*STATED EXERCISE*. Your task is to write out the complete listing exactly as it is shown.

*DATA PROVIDED*.
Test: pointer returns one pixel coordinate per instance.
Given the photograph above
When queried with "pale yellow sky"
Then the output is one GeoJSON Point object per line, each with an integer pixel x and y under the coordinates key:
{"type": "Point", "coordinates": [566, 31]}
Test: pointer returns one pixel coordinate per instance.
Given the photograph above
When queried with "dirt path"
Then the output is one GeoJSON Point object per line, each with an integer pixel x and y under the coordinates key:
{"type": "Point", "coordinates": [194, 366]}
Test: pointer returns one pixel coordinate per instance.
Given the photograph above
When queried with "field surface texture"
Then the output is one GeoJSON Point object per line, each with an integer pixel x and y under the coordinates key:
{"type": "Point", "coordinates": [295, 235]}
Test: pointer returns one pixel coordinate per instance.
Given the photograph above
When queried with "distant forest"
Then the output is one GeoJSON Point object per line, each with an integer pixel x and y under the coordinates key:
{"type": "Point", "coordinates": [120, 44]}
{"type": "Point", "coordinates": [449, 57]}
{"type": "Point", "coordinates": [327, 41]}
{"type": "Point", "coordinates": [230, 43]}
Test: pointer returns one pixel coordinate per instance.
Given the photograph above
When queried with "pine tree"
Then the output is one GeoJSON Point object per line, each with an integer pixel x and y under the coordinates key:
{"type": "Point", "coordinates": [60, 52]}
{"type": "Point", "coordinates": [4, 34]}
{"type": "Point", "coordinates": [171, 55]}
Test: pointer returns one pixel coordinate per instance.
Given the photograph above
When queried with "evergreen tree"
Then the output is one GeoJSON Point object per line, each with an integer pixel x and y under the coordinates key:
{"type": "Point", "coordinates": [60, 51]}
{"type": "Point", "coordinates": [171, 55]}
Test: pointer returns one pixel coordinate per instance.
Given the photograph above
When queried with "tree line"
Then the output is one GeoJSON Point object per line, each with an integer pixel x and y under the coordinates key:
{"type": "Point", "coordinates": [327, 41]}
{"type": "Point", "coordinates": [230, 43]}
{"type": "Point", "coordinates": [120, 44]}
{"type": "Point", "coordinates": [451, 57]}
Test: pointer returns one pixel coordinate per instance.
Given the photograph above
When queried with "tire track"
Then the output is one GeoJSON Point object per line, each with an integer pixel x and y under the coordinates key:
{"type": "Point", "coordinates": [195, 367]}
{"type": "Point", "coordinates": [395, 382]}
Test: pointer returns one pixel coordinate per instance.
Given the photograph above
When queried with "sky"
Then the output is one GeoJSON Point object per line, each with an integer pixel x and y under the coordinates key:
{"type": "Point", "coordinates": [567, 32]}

*RESPONSE FOR THIS EXERCISE*.
Test: pointer returns one pixel coordinate per instance.
Given the photograph above
When queried with "pale yellow sky"
Then the output is one GeoJSON Point object per line, each with an integer pixel x and y under the coordinates key:
{"type": "Point", "coordinates": [566, 31]}
Test: pointer returns one pixel coordinate per instance.
Given the photograph above
When queried with "dirt path"
Then the output is one GeoJSON Point object per line, each with an integer pixel x and y under the coordinates key:
{"type": "Point", "coordinates": [194, 366]}
Test: pointer returns one pixel coordinate per instance.
Given the photograph above
When queried with "field surface texture"
Then the output is one GeoJSON Point object per line, each with an integer pixel x and y under the coordinates key:
{"type": "Point", "coordinates": [295, 235]}
Test: pointer returns one pixel coordinate per instance.
Given the photograph above
When queried with "distant forest"
Then the output is one GeoJSON Point object per line, each with an integer pixel x and y under the coordinates key:
{"type": "Point", "coordinates": [120, 44]}
{"type": "Point", "coordinates": [449, 57]}
{"type": "Point", "coordinates": [327, 41]}
{"type": "Point", "coordinates": [230, 43]}
Test: pointer returns one pixel coordinate per instance.
Given the photograph above
When queried with "pine tree"
Then the output is one GeoJSON Point object per line, each with an integer pixel x and y under the coordinates key:
{"type": "Point", "coordinates": [60, 52]}
{"type": "Point", "coordinates": [4, 34]}
{"type": "Point", "coordinates": [171, 55]}
Test: pointer returns one pixel coordinate per instance.
Given the photograph above
When queried with "evergreen tree"
Then the output is one GeoJSON Point object per line, each with an integer pixel x and y under the coordinates key:
{"type": "Point", "coordinates": [60, 51]}
{"type": "Point", "coordinates": [171, 55]}
Test: pointer returns one pixel coordinate per instance.
Given the photograph above
When queried with "tree line"
Then the output is one GeoJSON Point object per line, each with an integer pixel x and y under the coordinates key:
{"type": "Point", "coordinates": [327, 41]}
{"type": "Point", "coordinates": [230, 43]}
{"type": "Point", "coordinates": [120, 44]}
{"type": "Point", "coordinates": [451, 57]}
Test: pointer returns one pixel coordinate per instance.
Given the photograph above
When queried with "tire track"
Then the output is one GeoJSON Point object per line, each with an integer pixel x and y under the coordinates key:
{"type": "Point", "coordinates": [195, 367]}
{"type": "Point", "coordinates": [395, 382]}
Test: pointer returns one pixel coordinate per instance.
Given the photograph above
When queried with "sky"
Then the output is one GeoJSON Point object per line, each with an integer pixel x and y under the coordinates key:
{"type": "Point", "coordinates": [567, 32]}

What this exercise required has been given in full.